### Passage given
Assignmentss

Author

Praveen

Introduction

For subscription-based organizations, customer churn poses a significant problem because keeping current clients is more economical than finding new ones. For music streaming services, understanding the factors that influence whether a customer renews their subscription is critical for improving customer retention strategies and long-term profitability.The analysis focuses on the training dataset and visualisation techniques to customers who renewed their subscription and those who churned.

Part A – Exploratory Analysis of the Music Subscription Dataset

The analysis uses two datasets: a training dataset containing 850 customers and a testing dataset containing 150 customers.Using the sub_training.csv dataset, carry out a visual exploration of the data to understand the relationship between whether a customer renews their subscription (variable called “renewed”) and each of the other potential predictor variables like age, spend, gender, lor, contact recency,num_complaints.

Question 1: Data Import

library(tidyverse)
── Attaching core tidyverse packages ──────────────────────── tidyverse 2.0.0 ──
✔ dplyr     1.1.4     ✔ readr     2.1.6
✔ forcats   1.0.1     ✔ stringr   1.6.0
✔ ggplot2   4.0.1     ✔ tibble    3.3.0
✔ lubridate 1.9.4     ✔ tidyr     1.3.1
✔ purrr     1.2.0     
── Conflicts ────────────────────────────────────────── tidyverse_conflicts() ──
✖ dplyr::filter() masks stats::filter()

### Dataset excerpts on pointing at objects
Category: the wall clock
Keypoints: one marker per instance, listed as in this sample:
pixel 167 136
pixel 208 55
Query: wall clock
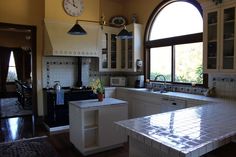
pixel 118 21
pixel 73 7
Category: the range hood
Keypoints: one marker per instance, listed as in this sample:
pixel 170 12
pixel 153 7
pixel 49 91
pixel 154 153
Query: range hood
pixel 57 42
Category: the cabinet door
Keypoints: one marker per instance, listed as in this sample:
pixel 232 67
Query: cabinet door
pixel 109 48
pixel 228 39
pixel 107 131
pixel 211 37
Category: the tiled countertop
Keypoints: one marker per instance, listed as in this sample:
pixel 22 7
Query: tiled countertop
pixel 188 132
pixel 176 94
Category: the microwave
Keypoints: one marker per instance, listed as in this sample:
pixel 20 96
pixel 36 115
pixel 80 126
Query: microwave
pixel 118 81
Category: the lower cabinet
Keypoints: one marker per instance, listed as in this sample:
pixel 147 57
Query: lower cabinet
pixel 110 92
pixel 144 104
pixel 93 129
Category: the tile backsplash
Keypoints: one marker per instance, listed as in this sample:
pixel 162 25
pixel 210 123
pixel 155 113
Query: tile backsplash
pixel 225 85
pixel 63 69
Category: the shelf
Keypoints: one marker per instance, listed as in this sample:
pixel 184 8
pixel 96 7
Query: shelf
pixel 229 39
pixel 90 127
pixel 212 41
pixel 228 56
pixel 229 21
pixel 212 24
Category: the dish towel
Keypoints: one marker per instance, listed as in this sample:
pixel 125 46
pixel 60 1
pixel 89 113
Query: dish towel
pixel 60 97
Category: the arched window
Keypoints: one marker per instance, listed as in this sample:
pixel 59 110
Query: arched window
pixel 174 42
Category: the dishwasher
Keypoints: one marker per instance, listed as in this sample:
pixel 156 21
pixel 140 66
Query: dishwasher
pixel 172 104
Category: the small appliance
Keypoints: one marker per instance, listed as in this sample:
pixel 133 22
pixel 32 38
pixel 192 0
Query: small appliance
pixel 117 81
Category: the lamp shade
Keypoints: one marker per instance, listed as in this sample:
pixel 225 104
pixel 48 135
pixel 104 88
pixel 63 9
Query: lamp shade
pixel 124 34
pixel 77 30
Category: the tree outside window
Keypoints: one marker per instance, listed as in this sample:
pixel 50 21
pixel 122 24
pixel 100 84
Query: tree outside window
pixel 12 75
pixel 175 43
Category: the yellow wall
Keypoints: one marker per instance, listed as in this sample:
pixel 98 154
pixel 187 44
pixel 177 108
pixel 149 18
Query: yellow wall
pixel 54 11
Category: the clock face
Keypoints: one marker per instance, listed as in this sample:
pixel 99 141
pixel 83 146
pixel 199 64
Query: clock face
pixel 73 7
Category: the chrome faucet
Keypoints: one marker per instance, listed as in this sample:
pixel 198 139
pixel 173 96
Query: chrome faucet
pixel 164 89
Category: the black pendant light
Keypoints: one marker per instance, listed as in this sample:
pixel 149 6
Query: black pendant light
pixel 124 34
pixel 77 29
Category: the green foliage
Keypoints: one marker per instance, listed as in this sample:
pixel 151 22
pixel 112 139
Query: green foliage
pixel 97 86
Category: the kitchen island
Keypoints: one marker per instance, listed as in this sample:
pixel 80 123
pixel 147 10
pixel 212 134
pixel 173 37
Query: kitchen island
pixel 189 132
pixel 92 127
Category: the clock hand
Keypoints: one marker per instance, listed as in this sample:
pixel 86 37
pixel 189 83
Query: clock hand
pixel 74 4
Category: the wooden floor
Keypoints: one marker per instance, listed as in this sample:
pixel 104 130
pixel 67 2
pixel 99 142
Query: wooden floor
pixel 21 127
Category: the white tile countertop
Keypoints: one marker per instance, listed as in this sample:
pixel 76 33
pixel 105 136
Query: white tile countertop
pixel 189 132
pixel 96 103
pixel 179 95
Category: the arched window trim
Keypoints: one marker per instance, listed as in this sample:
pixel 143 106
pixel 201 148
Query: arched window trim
pixel 197 37
pixel 162 5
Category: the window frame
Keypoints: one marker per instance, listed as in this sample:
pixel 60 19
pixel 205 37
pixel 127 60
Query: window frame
pixel 172 41
pixel 11 81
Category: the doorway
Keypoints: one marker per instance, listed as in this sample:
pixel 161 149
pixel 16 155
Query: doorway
pixel 19 42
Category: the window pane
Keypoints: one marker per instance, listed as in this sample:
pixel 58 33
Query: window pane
pixel 176 19
pixel 188 63
pixel 12 60
pixel 160 59
pixel 11 76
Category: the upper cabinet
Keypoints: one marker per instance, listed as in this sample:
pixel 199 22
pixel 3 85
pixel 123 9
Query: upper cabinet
pixel 121 54
pixel 219 37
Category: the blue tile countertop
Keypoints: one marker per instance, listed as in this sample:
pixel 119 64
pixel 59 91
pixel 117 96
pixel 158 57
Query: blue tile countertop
pixel 188 132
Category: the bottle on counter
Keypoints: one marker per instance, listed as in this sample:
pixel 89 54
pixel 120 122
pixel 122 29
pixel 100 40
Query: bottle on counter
pixel 57 86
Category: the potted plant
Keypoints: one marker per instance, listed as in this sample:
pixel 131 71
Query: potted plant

### Problem statement
Please continue the music subscription churn analysis from the point where it stops.

### Output for this exercise
✖ dplyr::lag()    masks stats::lag()
ℹ Use the conflicted package (<http://conflicted.r-lib.org/>) to force all conflicts to become errors
sub_training <- read_csv("sub_training.csv")
Rows: 850 Columns: 9
── Column specification ────────────────────────────────────────────────────────
Delimiter: ","
chr (2): renewed, gender
dbl (7): id, num_contacts, contact_recency, num_complaints, spend, lor, age

ℹ Use `spec()` to retrieve the full column specification for this data.
ℹ Specify the column types or set `show_col_types = FALSE` to quiet this message.
sub_testing <- read_csv("sub_testing.csv")
Rows: 150 Columns: 9
── Column specification ────────────────────────────────────────────────────────
Delimiter: ","
chr (2): renewed, gender
dbl (7): id, num_contacts, contact_recency, num_complaints, spend, lor, age

ℹ Use `spec()` to retrieve the full column specification for this data.
ℹ Specify the column types or set `show_col_types = FALSE` to quiet this message.

The datasets used in this analysis consist of a training dataset and a testing dataset provided by the music subscription company. The training dataset contains 850 customer observations and the testing dataset contains 150 customer observations. Both datasets are imported into R using the `read_csv function from the tidyverse package.

Question 2: Exploratory Data Analysis

This section explore the relationship between subscription renewal status and potential predictor variables. it is mainly used to identify customers who renewed their subscription and those who churned.

Customer Spend by Renewal Status:

ggplot(data = sub_training) + geom_boxplot(mapping = aes(x = renewed, y = spend)) + labs(title = "Customer Spend by Renewal Status")

Customer Spend by Renewal Status

This boxplot illustrates how customer spending and subscription renewal status are related. Those who renewed their subscriptions spend more than (median) those who did not. This means that lower-spending customers can be more vulnerable to churn, higher-spending customers are more likely to stick with their subscription.

Length of Relationship by Renewal Status

ggplot(data = sub_training) + geom_boxplot(mapping = aes(x = renewed, y = lor)) + labs(title = "Length of Relationship by Renewal Status")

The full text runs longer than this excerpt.